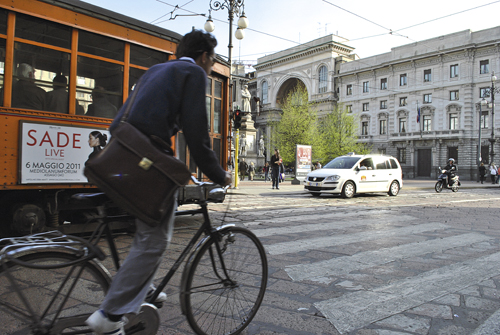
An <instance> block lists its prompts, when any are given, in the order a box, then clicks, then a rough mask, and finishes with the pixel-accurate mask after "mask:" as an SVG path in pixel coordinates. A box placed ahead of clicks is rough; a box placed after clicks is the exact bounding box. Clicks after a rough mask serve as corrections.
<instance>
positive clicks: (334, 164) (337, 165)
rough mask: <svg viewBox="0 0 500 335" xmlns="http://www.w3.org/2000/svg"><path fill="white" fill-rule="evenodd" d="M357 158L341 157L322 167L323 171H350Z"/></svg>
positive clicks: (358, 160) (358, 157) (333, 160)
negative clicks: (336, 169)
mask: <svg viewBox="0 0 500 335" xmlns="http://www.w3.org/2000/svg"><path fill="white" fill-rule="evenodd" d="M357 161H359V157H350V156H341V157H337V158H335V159H334V160H333V161H331V162H330V163H328V164H326V165H325V166H324V168H325V169H352V167H353V166H354V164H356V162H357Z"/></svg>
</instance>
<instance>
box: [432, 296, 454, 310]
mask: <svg viewBox="0 0 500 335" xmlns="http://www.w3.org/2000/svg"><path fill="white" fill-rule="evenodd" d="M434 302H436V303H438V304H443V305H450V306H457V307H458V306H460V295H459V294H448V295H445V296H444V297H442V298H439V299H436V300H434Z"/></svg>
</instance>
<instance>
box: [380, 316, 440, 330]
mask: <svg viewBox="0 0 500 335" xmlns="http://www.w3.org/2000/svg"><path fill="white" fill-rule="evenodd" d="M375 324H376V325H378V326H382V327H388V328H393V329H398V330H403V331H408V332H412V333H416V334H422V335H426V334H427V333H428V332H429V329H430V327H431V320H430V319H428V318H422V317H415V318H413V317H408V316H406V315H401V314H397V315H394V316H391V317H388V318H387V319H384V320H382V321H378V322H376V323H375Z"/></svg>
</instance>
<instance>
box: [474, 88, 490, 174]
mask: <svg viewBox="0 0 500 335" xmlns="http://www.w3.org/2000/svg"><path fill="white" fill-rule="evenodd" d="M487 104H488V102H487V101H486V99H484V98H483V99H481V101H480V102H479V103H477V104H476V108H479V122H478V123H479V140H478V142H477V171H478V176H479V167H480V166H481V161H482V158H481V129H482V127H481V126H482V123H481V118H482V117H483V110H482V107H486V105H487ZM479 179H480V178H479ZM479 179H478V182H479Z"/></svg>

+ + +

> **Assignment**:
Rewrite the items above as a JSON list of strings with one string per line and no entries for blank lines, leaving the pictures out.

> **Answer for this exercise**:
[
  "An <instance> block lists its prompts, when any are given, in the order a box, then clicks, then a rough mask, and finishes with the pixel-accurate mask after \"mask:\" as an SVG path in pixel coordinates. A box placed ahead of clicks is rough; a box placed after clicks is the exact bounding box. Clicks after a rough mask serve as corrections.",
  "<instance>",
  "positive clicks: (334, 164) (337, 165)",
  "rough mask: <svg viewBox=\"0 0 500 335\" xmlns=\"http://www.w3.org/2000/svg\"><path fill=\"white\" fill-rule=\"evenodd\" d=\"M357 158L341 157L322 167L323 171H350Z\"/></svg>",
  "positive clicks: (358, 160) (358, 157) (333, 160)",
  "negative clicks: (336, 169)",
  "mask: <svg viewBox=\"0 0 500 335\" xmlns=\"http://www.w3.org/2000/svg\"><path fill=\"white\" fill-rule=\"evenodd\" d=\"M357 161H359V157H350V156H341V157H337V158H335V159H334V160H333V161H331V162H330V163H328V164H326V165H325V166H324V168H325V169H352V167H353V166H354V164H356V162H357Z\"/></svg>",
  "</instance>",
  "<instance>",
  "box: [432, 296, 454, 310]",
  "mask: <svg viewBox=\"0 0 500 335\" xmlns=\"http://www.w3.org/2000/svg\"><path fill=\"white\" fill-rule=\"evenodd\" d=\"M434 302H436V303H438V304H443V305H450V306H457V307H458V306H460V295H459V294H448V295H445V296H444V297H442V298H439V299H436V300H434Z\"/></svg>",
  "</instance>",
  "<instance>",
  "box: [380, 316, 440, 330]",
  "mask: <svg viewBox=\"0 0 500 335\" xmlns=\"http://www.w3.org/2000/svg\"><path fill=\"white\" fill-rule=\"evenodd\" d=\"M375 324H376V325H378V326H382V327H388V328H393V329H398V330H403V331H408V332H412V333H416V334H422V335H426V334H427V333H428V332H429V329H430V327H431V320H430V319H428V318H422V317H415V318H413V317H408V316H406V315H401V314H397V315H394V316H391V317H388V318H387V319H384V320H382V321H378V322H376V323H375Z\"/></svg>",
  "</instance>",
  "<instance>",
  "box: [474, 88, 490, 174]",
  "mask: <svg viewBox=\"0 0 500 335\" xmlns=\"http://www.w3.org/2000/svg\"><path fill=\"white\" fill-rule=\"evenodd\" d=\"M487 104H488V102H487V101H486V99H484V98H483V99H481V101H480V102H479V103H477V104H476V108H479V122H478V123H479V140H478V142H477V171H478V176H479V167H480V166H481V161H482V158H481V129H482V127H481V126H482V123H481V118H482V117H483V110H482V107H486V105H487ZM479 179H480V178H479ZM479 179H478V182H479Z\"/></svg>"
]